«Auch Maschinen sind nicht perfekt»

Coverstory
Ausgabe
2022/44
DOI:
https://doi.org/10.4414/saez.2022.21174
Schweiz Ärzteztg. 2022;103(44):12-16

Publiziert am 01.11.2022

Latsis-PreisKerstin Noëlle Vokinger forscht an der Schnittstelle von Medizin, Recht und Technologie. Ihre Arbeit ist in der Schweiz einzigartig und wurde nun ausgezeichnet. Im Gespräch erklärt sie, weshalb es sich lohnt, auf künstliche Intelligenz zu setzen und wie ihre Forschung den Zugang zur Medizin für alle verbessert.

Frau Vokinger, herzliche Gratulation! Am 3. November wird Ihnen der mit 100 000 Franken dotierte Wissenschaftspreis Latsis überreicht (siehe Kasten). Was bedeutet er Ihnen?

Vielen Dank! Mein Team und ich freuen uns riesig darüber. Als ich den Anruf erhielt, war ich völlig überrascht. Ich wusste gar nicht, dass ich nominiert bin. Die Auszeichnung motiviert uns sehr, mit unserer Forschung weiterzumachen. Und vielleicht motiviert das ja auch andere junge Menschen, ungewohnte Wege in der Forschung und im Beruf einzuschlagen.

Ihr Weg war in der Tat ungewöhnlich. Sie haben gleichzeitig Rechtswissenschaften und Medizin studiert. Warum?

Ich wollte schon als achtjähriges Kind Anwältin werden – inspiriert von einem Rechtsfall, bei dem ein Anwalt meinen Vater unterstützt hatte. Die Medizin fand ich ebenfalls sehr faszinierend. Im ersten Semester entsprach das juristische Studium inhaltlich gar nicht meinen naiven Erwartungen. Zudem hatte ich grosse Mühe damit, dass Recht und Gerechtigkeit nicht das Gleiche sind und man als Anwältin Interessen vertritt, die einen persönlich nicht überzeugen. Ich haderte und glaubte, dass es in der Medizin diese Konflikte nicht gibt und meldete mich für den Numerus Clausus an. Als mir im zweiten Semester das Jura-Studium deutlich besser gefiel, beschloss ich, die beiden Fächer zu kombinieren.

Heute sind Sie Forscherin. Wie kam es dazu?

Mein Interesse an der gesundheitsrechtlichen Forschung wurde geweckt, als ich im dritten Semester Hilfsassistentin an der Universität Zürich wurde. Mein Professor förderte mich und zeigte mir den akademischen Weg auf. Im praktischen Studienjahr der Medizin in den USA erlebte ich zudem mit onkologischen Patientinnen und Patienten hautnah, wie wichtig etwa Fragen des Zugangs zu Therapien und deren Finanzierung sind. Während meines Studien- und Forschungsaufenthalts in Harvard haben mich meine betreuenden Professoren in Bezug auf die interdisziplinäre Forschung gefördert. Das motivierte mich, diesen Weg auch zurück in der Schweiz weiterzuverfolgen.

Arbeitsauftrag A> Nennen Sie alle Bereiche, an deren Schnittstelle Kerstin Noëlle Vokinger laut dem Interview forscht.
Arbeitsauftrag B> Geben Sie aus dem Interview den Abschnitt von „Ich wollte schon“ bis „Fächer zu kombinieren.“ wortgetreu wieder.

Quelldaten>

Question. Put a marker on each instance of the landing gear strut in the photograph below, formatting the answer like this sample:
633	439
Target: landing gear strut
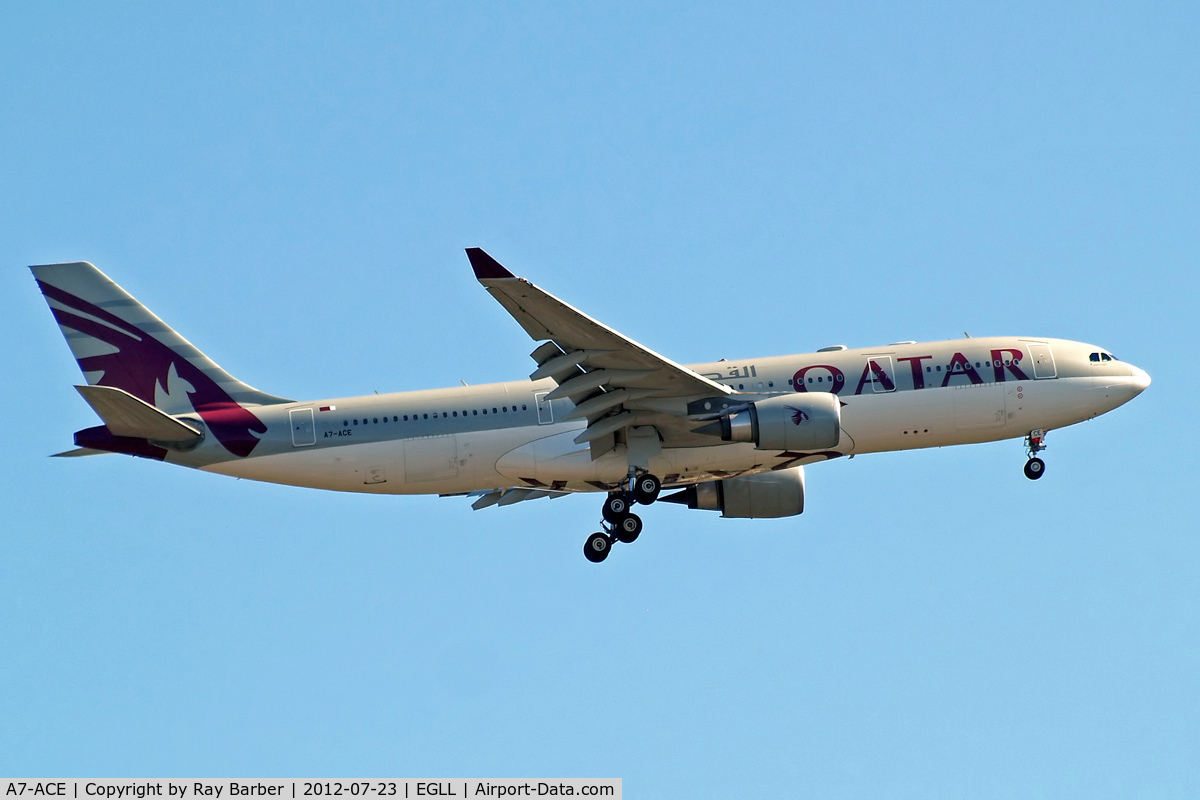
619	523
1035	443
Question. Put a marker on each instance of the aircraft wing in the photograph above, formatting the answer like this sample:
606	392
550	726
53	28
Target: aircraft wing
613	380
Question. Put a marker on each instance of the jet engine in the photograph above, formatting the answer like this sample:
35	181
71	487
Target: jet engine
803	421
763	495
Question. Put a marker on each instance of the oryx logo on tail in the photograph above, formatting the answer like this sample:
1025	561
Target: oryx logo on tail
114	352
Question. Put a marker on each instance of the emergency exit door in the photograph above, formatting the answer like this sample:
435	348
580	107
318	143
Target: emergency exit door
304	429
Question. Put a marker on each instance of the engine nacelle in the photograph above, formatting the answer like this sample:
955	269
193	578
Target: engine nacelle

Antwortteil A> Medizin, Recht, Technologie

Antwortteil B>
Ich wollte schon als achtjähriges Kind Anwältin werden – inspiriert von einem Rechtsfall, bei dem ein Anwalt meinen Vater unterstützt hatte. Die Medizin fand ich ebenfalls sehr faszinierend. Im ersten Semester entsprach das juristische Studium inhaltlich gar nicht meinen naiven Erwartungen. Zudem hatte ich grosse Mühe damit, dass Recht und Gerechtigkeit nicht das Gleiche sind und man als Anwältin Interessen vertritt, die einen persönlich nicht überzeugen. Ich haderte und glaubte, dass es in der Medizin diese Konflikte nicht gibt und meldete mich für den Numerus Clausus an. Als mir im zweiten Semester das Jura-Studium deutlich besser gefiel, beschloss ich, die beiden Fächer zu kombinieren.